=== Text excerpt ===

Spark can run on a wide variety

of cluster managers (Hadoop YARN, Apache Mesos, and Spark’s own built-in Standalone

cluster manager) in both on-premise and cloud deployments.



In distributed mode, Spark uses a master/slave architecture with one central coordinator

and many distributed workers. The central coordinator is called the **driver**. The driver

communicates with a potentially large number of distributed workers called **executors**.

The driver runs in its own Java process and each executor is a separate Java process. A

driver and its executors are together termed a Spark **application**.



A Spark application is launched on a set of machines using an external service called a

**cluster manager**. As noted, Spark is packaged with a built-in cluster manager called the

Standalone cluster manager. Spark also works with Hadoop YARN and Apache Mesos,

two popular open source cluster managers.



## The driver

The driver is the process where the `main()` method of your program runs. It is the process

running the user code that creates a SparkContext, creates RDDs, and performs

transformations and actions.

===

**What to work on:**
1) From the Spark excerpt, quote everything from "A Spark application" down to "source cluster managers.".
2) Do these statements agree with the Spark excerpt? (a) The driver and each executor run as separate Java processes. (b) The cluster manager built into Spark is Hadoop YARN. (c) In distributed mode, Spark relies on several central coordinators. Answer each with yes or no and quote the words that decide it.
The records can be left aside.

=== Given entries ===

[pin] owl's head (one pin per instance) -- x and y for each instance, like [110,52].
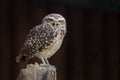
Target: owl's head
[55,20]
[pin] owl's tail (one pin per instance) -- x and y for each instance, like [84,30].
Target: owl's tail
[21,58]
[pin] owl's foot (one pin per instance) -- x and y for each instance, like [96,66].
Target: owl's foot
[45,62]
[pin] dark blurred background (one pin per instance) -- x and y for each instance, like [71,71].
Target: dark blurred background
[90,50]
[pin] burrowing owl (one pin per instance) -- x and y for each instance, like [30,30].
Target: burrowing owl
[44,40]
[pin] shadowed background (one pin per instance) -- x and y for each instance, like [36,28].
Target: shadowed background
[90,50]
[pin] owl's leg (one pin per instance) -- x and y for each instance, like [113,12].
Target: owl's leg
[43,60]
[47,62]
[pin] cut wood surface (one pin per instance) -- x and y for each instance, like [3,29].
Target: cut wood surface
[38,72]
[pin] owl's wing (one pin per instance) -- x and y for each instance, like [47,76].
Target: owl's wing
[38,38]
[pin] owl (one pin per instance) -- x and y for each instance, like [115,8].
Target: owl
[44,40]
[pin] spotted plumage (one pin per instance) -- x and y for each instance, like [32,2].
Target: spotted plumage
[45,39]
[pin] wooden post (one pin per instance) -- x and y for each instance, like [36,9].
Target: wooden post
[38,72]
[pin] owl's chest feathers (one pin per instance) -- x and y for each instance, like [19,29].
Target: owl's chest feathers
[52,48]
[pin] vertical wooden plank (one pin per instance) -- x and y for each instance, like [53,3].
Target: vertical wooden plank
[74,51]
[97,45]
[5,41]
[113,58]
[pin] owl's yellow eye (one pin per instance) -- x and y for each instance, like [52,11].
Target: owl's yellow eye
[61,22]
[49,20]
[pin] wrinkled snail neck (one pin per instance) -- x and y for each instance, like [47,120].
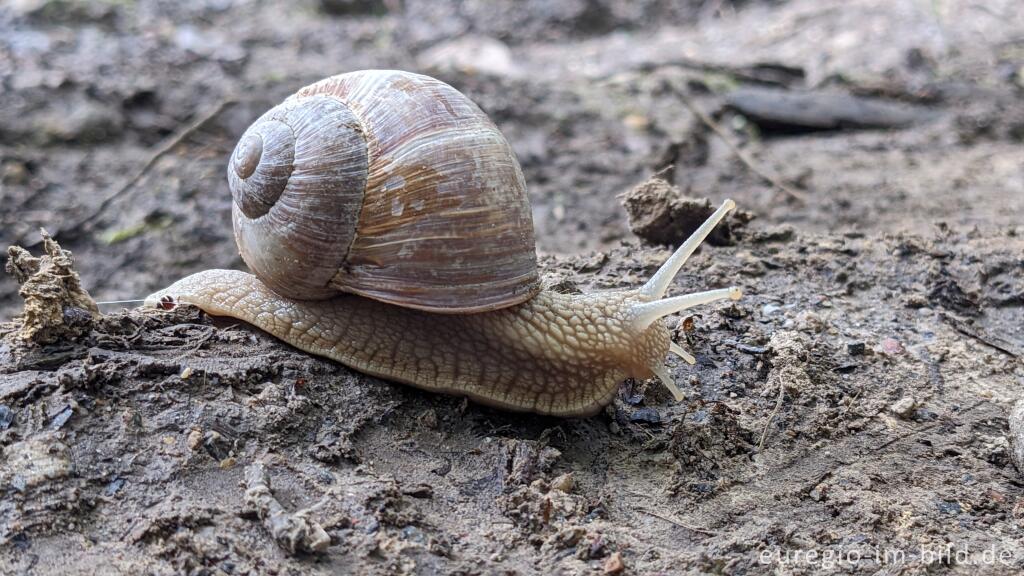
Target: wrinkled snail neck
[556,354]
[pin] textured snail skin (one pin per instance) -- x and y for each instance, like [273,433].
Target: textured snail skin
[556,354]
[387,223]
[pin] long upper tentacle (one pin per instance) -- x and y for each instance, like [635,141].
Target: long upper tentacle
[658,284]
[645,314]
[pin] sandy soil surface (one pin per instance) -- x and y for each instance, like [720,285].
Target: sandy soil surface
[849,415]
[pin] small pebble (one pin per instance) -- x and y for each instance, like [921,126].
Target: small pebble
[6,417]
[195,439]
[856,348]
[903,407]
[614,564]
[563,483]
[648,415]
[892,346]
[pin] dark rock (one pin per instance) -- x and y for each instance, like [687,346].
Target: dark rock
[6,417]
[783,112]
[856,348]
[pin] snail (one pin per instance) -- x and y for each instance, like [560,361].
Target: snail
[386,223]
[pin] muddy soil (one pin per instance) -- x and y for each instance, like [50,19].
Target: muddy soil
[848,415]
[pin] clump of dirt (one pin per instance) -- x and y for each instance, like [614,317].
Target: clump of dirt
[660,214]
[56,305]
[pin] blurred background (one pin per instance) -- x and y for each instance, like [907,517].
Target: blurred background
[876,116]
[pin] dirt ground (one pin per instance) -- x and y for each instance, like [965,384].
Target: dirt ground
[848,415]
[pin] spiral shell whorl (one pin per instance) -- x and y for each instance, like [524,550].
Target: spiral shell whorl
[297,177]
[400,189]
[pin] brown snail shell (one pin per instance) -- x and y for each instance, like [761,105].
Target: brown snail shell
[389,184]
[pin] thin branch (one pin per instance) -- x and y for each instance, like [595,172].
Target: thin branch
[169,145]
[778,405]
[675,522]
[747,160]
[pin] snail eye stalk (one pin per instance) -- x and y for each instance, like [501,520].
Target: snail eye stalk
[644,314]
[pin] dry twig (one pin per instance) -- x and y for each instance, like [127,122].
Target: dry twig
[747,160]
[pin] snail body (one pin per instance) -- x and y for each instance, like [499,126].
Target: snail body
[417,263]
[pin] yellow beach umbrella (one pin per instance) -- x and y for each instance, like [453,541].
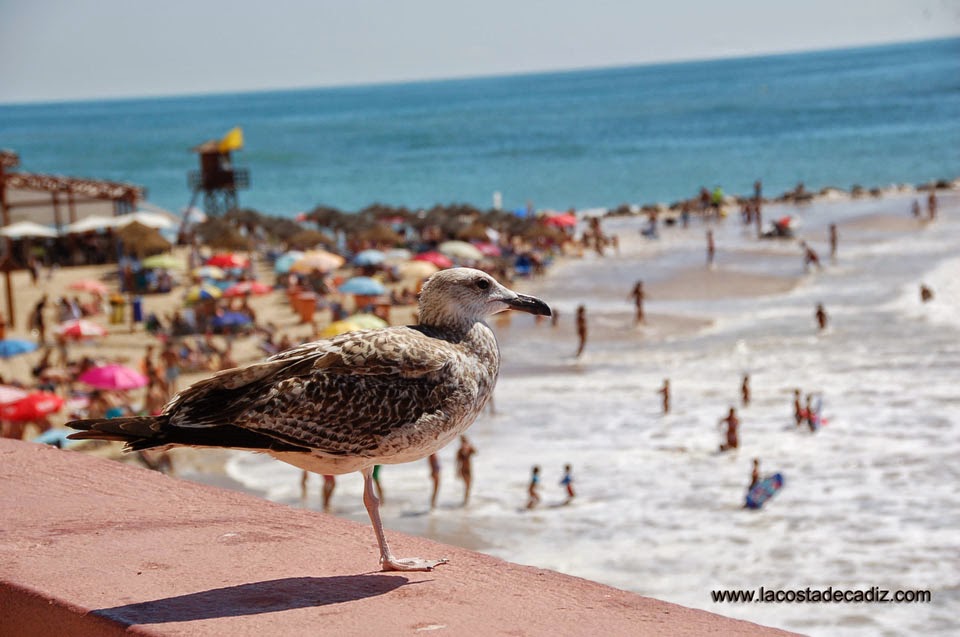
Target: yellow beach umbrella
[317,260]
[202,293]
[367,321]
[339,327]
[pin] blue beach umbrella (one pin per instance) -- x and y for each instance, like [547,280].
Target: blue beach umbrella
[363,285]
[284,261]
[369,257]
[230,319]
[10,347]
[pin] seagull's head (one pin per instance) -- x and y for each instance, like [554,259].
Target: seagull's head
[461,295]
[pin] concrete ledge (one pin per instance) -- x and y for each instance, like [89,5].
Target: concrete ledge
[93,547]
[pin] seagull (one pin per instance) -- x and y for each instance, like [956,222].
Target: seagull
[363,398]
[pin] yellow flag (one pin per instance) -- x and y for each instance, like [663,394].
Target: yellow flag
[233,140]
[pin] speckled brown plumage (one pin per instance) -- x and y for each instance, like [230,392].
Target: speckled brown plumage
[363,398]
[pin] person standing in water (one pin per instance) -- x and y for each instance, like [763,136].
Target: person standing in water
[798,415]
[581,328]
[665,395]
[733,425]
[637,295]
[464,468]
[533,495]
[755,474]
[567,483]
[821,316]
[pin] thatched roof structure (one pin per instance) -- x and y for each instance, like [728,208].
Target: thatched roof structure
[380,234]
[142,240]
[219,234]
[306,239]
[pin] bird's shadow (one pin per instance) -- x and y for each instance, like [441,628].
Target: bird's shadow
[254,598]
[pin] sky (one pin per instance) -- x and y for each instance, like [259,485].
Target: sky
[54,50]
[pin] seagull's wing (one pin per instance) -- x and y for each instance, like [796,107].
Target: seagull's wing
[340,396]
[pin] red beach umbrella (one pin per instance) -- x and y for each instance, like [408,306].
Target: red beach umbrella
[79,328]
[565,220]
[247,287]
[10,394]
[437,259]
[89,285]
[228,260]
[113,377]
[31,407]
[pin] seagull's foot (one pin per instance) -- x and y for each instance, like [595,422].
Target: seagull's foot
[410,564]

===

**List of solutions:**
1)
A Spark application is launched on a set of machines using an external service called a

**cluster manager**. As noted, Spark is packaged with a built-in cluster manager called the

Standalone cluster manager. Spark also works with Hadoop YARN and Apache Mesos,

two popular open source cluster managers.

2)
(a) Yes: "The driver runs in its own Java process and each executor is a separate Java process."
(b) No: "Spark is packaged with a built-in cluster manager called the Standalone cluster manager."
(c) No: "Spark uses a master/slave architecture with one central coordinator and many distributed workers."